● **ASSIGNMENT**
Reproduce the lines from the one holding "Query: white wall" to the end of the entries. Include both ends and change nothing.

=== RECORD SET ===

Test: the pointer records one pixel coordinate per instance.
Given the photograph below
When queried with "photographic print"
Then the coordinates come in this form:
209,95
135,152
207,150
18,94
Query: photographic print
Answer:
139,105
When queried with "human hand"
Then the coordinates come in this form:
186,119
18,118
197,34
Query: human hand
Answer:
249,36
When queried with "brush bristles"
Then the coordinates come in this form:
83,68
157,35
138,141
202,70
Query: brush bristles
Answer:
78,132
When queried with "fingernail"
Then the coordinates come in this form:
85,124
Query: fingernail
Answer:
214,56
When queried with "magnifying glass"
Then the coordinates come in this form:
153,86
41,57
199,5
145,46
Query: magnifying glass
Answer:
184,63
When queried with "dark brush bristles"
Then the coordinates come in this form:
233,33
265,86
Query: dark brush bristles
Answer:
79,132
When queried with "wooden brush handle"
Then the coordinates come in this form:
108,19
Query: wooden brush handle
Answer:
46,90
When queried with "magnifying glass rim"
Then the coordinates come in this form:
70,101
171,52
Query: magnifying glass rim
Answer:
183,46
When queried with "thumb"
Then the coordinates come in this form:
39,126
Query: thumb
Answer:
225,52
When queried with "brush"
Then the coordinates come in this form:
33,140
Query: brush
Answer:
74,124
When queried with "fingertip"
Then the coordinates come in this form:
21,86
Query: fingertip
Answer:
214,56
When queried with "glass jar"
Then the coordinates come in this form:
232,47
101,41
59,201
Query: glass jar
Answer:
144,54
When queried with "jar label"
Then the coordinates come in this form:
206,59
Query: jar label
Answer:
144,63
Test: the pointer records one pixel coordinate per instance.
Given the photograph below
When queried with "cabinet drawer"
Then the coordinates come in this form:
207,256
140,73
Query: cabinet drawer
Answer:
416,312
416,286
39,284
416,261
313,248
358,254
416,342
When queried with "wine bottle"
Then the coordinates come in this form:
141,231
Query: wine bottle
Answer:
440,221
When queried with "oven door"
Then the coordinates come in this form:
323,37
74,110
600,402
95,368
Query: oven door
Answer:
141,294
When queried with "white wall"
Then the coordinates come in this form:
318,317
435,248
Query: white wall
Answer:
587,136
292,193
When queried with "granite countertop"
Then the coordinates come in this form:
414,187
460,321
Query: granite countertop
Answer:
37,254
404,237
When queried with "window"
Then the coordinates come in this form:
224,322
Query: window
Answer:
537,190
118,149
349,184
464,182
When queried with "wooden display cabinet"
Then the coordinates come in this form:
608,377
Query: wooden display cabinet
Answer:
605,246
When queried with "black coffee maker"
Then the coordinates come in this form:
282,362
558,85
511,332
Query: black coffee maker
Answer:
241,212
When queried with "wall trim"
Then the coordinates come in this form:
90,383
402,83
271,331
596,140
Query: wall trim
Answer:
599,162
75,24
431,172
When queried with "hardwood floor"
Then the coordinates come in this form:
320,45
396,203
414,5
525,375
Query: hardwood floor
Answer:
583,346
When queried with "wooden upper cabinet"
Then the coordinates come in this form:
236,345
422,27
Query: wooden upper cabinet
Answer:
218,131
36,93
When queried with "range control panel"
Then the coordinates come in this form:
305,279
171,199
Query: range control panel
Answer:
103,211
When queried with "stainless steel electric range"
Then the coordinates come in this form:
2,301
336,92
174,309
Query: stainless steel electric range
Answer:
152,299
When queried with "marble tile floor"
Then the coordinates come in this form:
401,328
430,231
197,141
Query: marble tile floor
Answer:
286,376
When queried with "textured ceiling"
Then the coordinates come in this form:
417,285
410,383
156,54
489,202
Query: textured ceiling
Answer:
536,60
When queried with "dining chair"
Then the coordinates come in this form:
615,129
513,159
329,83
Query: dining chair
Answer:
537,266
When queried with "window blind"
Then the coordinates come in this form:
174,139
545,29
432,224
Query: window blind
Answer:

===

● **EXPECTED ANSWER**
Query: white wall
Answer:
587,136
292,193
When queried with "granite countertop"
Then the coordinates come in this form:
414,187
460,321
Query: granite countertop
Answer:
37,254
404,237
When queried with "window"
Then the coordinates come in this form:
224,322
Query: window
Answer:
537,190
118,149
349,184
464,182
When queried with "wooden display cabinet"
Then the coordinates come in this form:
608,377
Query: wooden display cabinet
Answer:
605,246
When queried with "black coffee maker"
Then the coordinates come in this form:
282,362
558,85
511,332
Query: black coffee maker
Answer:
241,212
When queried with "wall trim"
Then the coordinates come in this form:
90,383
402,83
271,331
596,140
Query: wall trim
Answer:
599,162
75,24
431,172
When queried with "hardwood floor"
Then the coordinates come in this form:
320,45
396,203
414,5
525,375
Query: hardwood floor
Answer:
583,346
When queried with "wooden upper cabinet"
Then the coordinates come in this form:
236,345
422,27
Query: wooden upper cabinet
Answer:
218,131
36,93
When queried with "range control panel"
Then the coordinates come in this form:
305,279
171,199
Query: range control panel
Answer:
103,211
When queried with "stainless steel electric range"
Then the coordinates come in this form:
2,301
336,92
174,309
Query: stainless steel electric range
Answer:
152,299
When queried with "marble tile floor"
Then the coordinates come in this form:
401,328
430,231
197,141
Query: marble tile floor
Answer:
286,376
When queried with "textured ceiling"
Then the coordinates come in this form:
417,285
410,383
156,54
489,202
Query: textured ceiling
Answer:
536,60
When queried with "dining chair"
Then the coordinates come in this form:
615,129
513,159
329,83
Query: dining chair
Answer:
537,266
When queried with "window blind"
Then the coordinates come in this form:
174,139
545,29
432,224
Query: window blind
Answer:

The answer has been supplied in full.